▸ TUS INSTRUCCIONES
En el texto sobre Boffer Bings, ¿quiénes se encargan de recetar el aceite de perro para cualquier mal?

▸ TEXTO DADO
Este macabro relato cargado de ironía y cinismo narra en
primera persona las memorias de Boffer Bings, un chico que llevó a la ruina,
sin pretenderlo, el “honorable” negocio de sus padres. Pero me estoy
adelantando…
Mientras el padre de Boffer regenta una industria de aceite
de perro, una medicina válida para casi cualquier dolencia, pues dos médicos
amigos suyos se encargan de recetarla para cualquier mal, la madre se ocupa de
los menesterosos. Boffer Brings es un ayudante admirable: se encarga de recoger
los perros que terminarán en la cuba con aceite hirviendo de su progenitor y se
libra de los “restos” del trabajo de su madre. Esos “restos” no son sino cadáveres
de huerfanitos que debe hacer desaparecer en el fondo del río.
En una ocasión, Boffer es sorprendido por un policía cuando
lleva el cadáver de un pequeño. Nuestro protagonista, al sentirse vigilado,
entra en la aceitería para evitarlo. Una vez allí, dominado por el miedo,
arroja el cuerpo del bebé al puchero.
A la mañana siguiente, el padre no se explica por qué ha
obtenido un aceite de calidad superior en la última tanda. Boffer le descubre
su secreto, abriendo la vía hacia la locura…
De este modo fue como las ocupaciones de sus padres
convergieron y se fusionaron en una sola industria. Los canes se vieron
sustituidos por cuerpos humanos en la fórmula del aceite de perro, que
mantendría su nomenclatura.

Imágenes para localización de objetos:
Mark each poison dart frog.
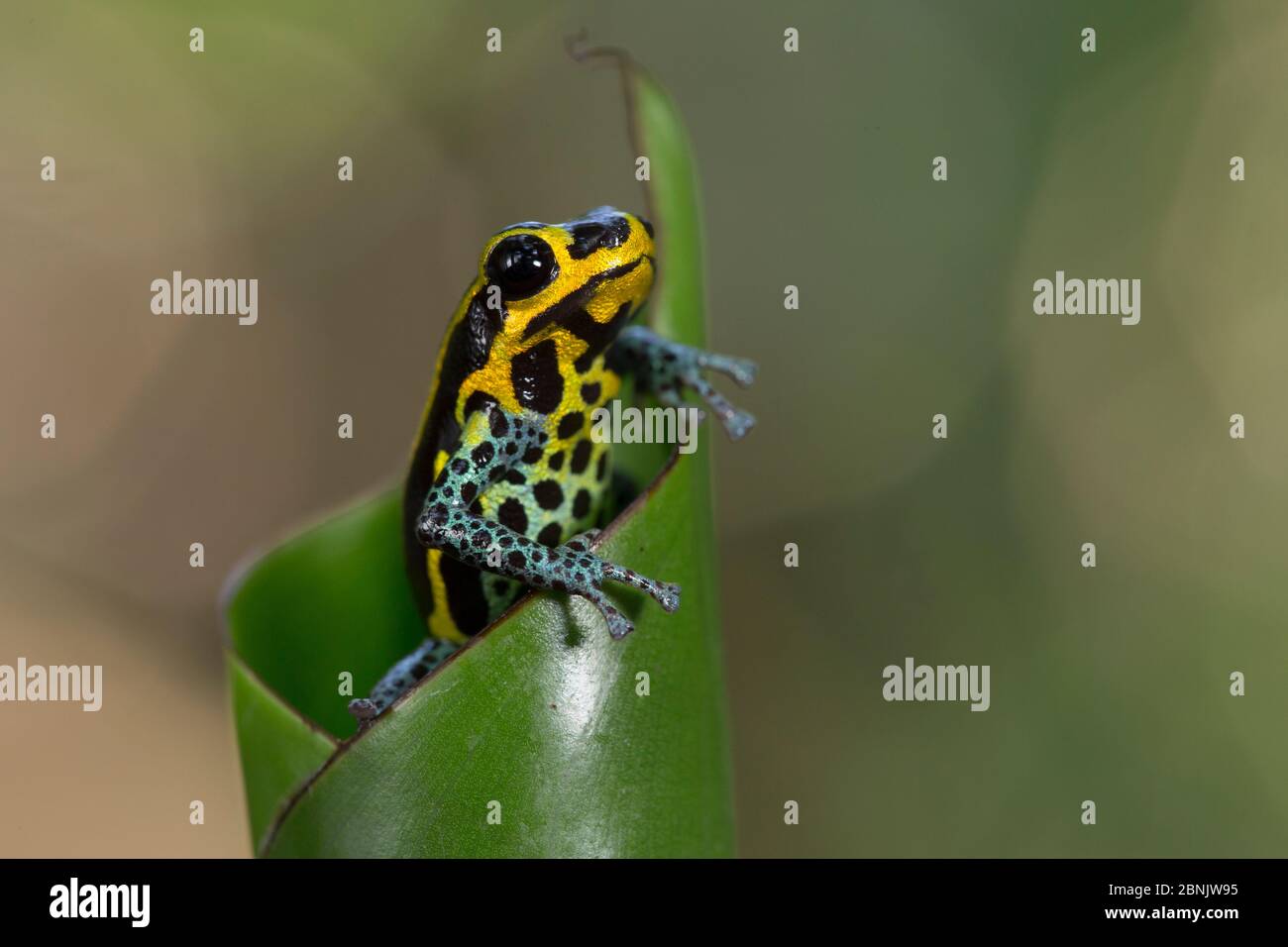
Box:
[349,207,756,721]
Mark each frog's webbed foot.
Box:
[613,326,756,441]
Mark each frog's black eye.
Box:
[484,233,559,299]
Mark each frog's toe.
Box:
[349,697,380,727]
[702,352,759,388]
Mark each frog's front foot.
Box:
[617,326,756,441]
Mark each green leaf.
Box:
[227,59,733,857]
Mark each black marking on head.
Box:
[568,214,631,261]
[464,390,499,417]
[510,339,563,415]
[471,441,496,471]
[465,292,502,371]
[523,257,653,344]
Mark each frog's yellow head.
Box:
[476,207,656,371]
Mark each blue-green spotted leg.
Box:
[349,638,460,724]
[416,404,680,638]
[608,326,756,441]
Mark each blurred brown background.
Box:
[0,0,1288,856]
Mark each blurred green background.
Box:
[0,0,1288,857]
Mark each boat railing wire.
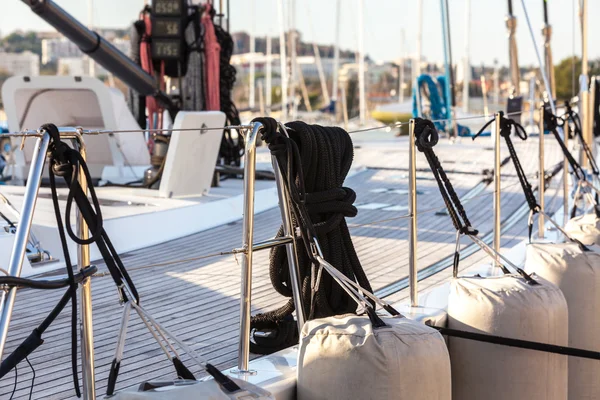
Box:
[0,111,552,278]
[93,175,540,277]
[0,110,531,138]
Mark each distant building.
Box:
[0,51,40,76]
[110,38,131,56]
[42,38,83,64]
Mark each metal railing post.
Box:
[0,132,50,359]
[408,119,419,307]
[271,125,306,333]
[563,121,571,225]
[237,122,262,373]
[71,128,96,400]
[538,105,546,239]
[494,112,502,267]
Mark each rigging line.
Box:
[348,111,525,134]
[92,175,540,278]
[92,250,243,278]
[0,111,525,138]
[348,182,519,229]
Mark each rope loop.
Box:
[415,118,440,153]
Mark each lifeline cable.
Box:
[251,118,372,354]
[414,118,537,284]
[562,101,600,176]
[473,111,541,241]
[541,107,600,218]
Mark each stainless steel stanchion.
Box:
[271,124,306,333]
[494,113,502,270]
[408,119,419,307]
[237,122,262,373]
[0,132,50,359]
[538,105,546,239]
[71,128,96,400]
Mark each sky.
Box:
[0,0,600,65]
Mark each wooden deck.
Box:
[0,139,560,399]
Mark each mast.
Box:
[302,7,331,105]
[85,0,96,77]
[521,0,556,114]
[398,28,406,103]
[330,0,341,112]
[542,0,556,99]
[412,0,423,83]
[441,0,456,126]
[579,0,594,164]
[277,0,288,121]
[506,0,521,96]
[463,0,472,113]
[358,0,367,126]
[248,0,256,108]
[265,35,273,116]
[288,0,298,119]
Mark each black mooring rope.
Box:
[540,108,586,180]
[251,118,371,354]
[473,111,544,241]
[414,118,480,277]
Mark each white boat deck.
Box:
[0,134,562,399]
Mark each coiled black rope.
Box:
[251,118,371,354]
[0,124,139,397]
[212,8,244,167]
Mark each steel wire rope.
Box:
[0,111,525,137]
[92,182,519,278]
[348,182,519,229]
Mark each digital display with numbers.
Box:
[152,39,181,60]
[152,0,185,16]
[152,17,181,37]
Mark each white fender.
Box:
[448,275,568,400]
[525,243,600,399]
[297,315,451,400]
[565,213,600,246]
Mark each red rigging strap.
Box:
[201,2,221,111]
[140,12,165,129]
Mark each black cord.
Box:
[25,357,35,400]
[8,365,19,400]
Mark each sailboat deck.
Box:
[0,134,560,399]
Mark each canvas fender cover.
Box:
[565,213,600,246]
[525,243,600,399]
[448,275,568,400]
[297,315,451,400]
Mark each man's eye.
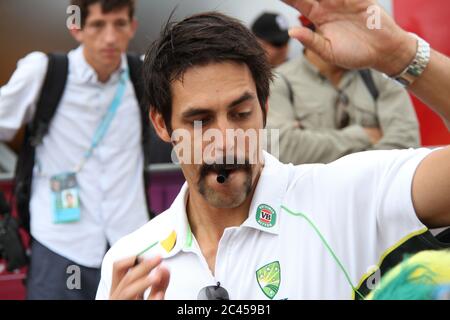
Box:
[91,21,105,29]
[192,117,211,126]
[115,20,128,28]
[235,111,252,119]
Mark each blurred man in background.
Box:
[0,0,149,299]
[268,16,420,164]
[251,12,289,68]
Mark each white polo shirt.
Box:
[97,149,431,300]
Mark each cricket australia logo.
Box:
[256,204,277,228]
[256,261,281,300]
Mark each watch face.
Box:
[395,78,410,87]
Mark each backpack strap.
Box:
[278,73,294,106]
[358,69,380,102]
[14,53,69,232]
[127,54,162,219]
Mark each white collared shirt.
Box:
[0,47,148,268]
[97,149,430,299]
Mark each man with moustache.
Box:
[0,0,149,300]
[97,5,450,299]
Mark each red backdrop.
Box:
[393,0,450,146]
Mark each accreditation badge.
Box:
[50,172,81,224]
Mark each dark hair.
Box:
[70,0,135,27]
[143,12,273,133]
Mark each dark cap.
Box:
[252,12,289,47]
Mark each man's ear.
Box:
[131,18,139,39]
[69,26,83,43]
[150,108,172,143]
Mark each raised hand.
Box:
[284,0,417,76]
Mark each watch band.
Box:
[393,33,431,87]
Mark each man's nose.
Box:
[216,117,236,155]
[105,24,117,44]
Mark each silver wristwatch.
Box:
[393,33,431,87]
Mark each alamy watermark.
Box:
[171,121,280,165]
[66,5,81,30]
[66,265,81,290]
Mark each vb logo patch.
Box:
[256,261,281,300]
[256,204,277,228]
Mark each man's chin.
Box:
[200,173,251,209]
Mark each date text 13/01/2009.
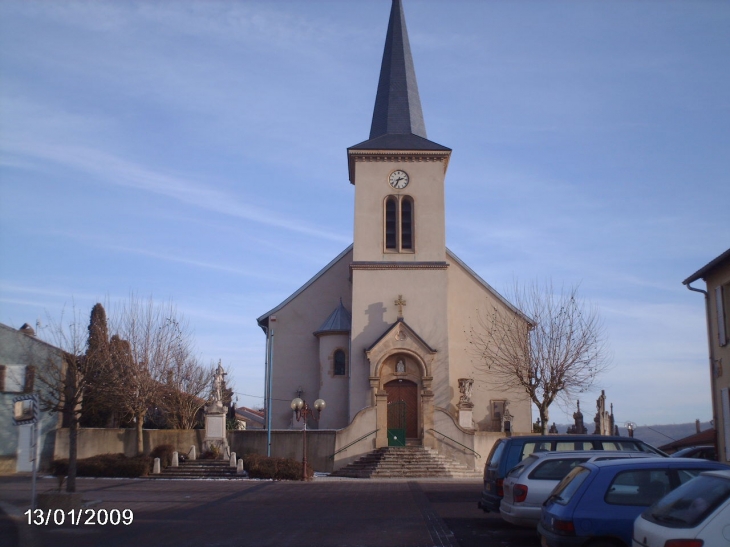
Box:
[23,509,134,526]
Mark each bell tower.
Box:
[347,0,451,430]
[347,0,451,262]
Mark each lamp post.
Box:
[291,397,326,481]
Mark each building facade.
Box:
[683,249,730,463]
[0,323,63,474]
[258,0,532,454]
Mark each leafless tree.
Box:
[158,353,213,429]
[111,294,200,454]
[36,307,91,492]
[470,282,608,433]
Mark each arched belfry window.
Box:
[385,196,398,251]
[400,196,413,251]
[334,349,347,376]
[384,196,415,252]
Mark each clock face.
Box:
[388,169,408,190]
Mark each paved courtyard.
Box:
[0,477,540,547]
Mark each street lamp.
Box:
[291,397,326,481]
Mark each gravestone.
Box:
[203,362,228,458]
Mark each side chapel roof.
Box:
[314,298,352,336]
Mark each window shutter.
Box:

▸ RESPUESTA DEL EJERCICIO
Dos médicos amigos del padre de Boffer.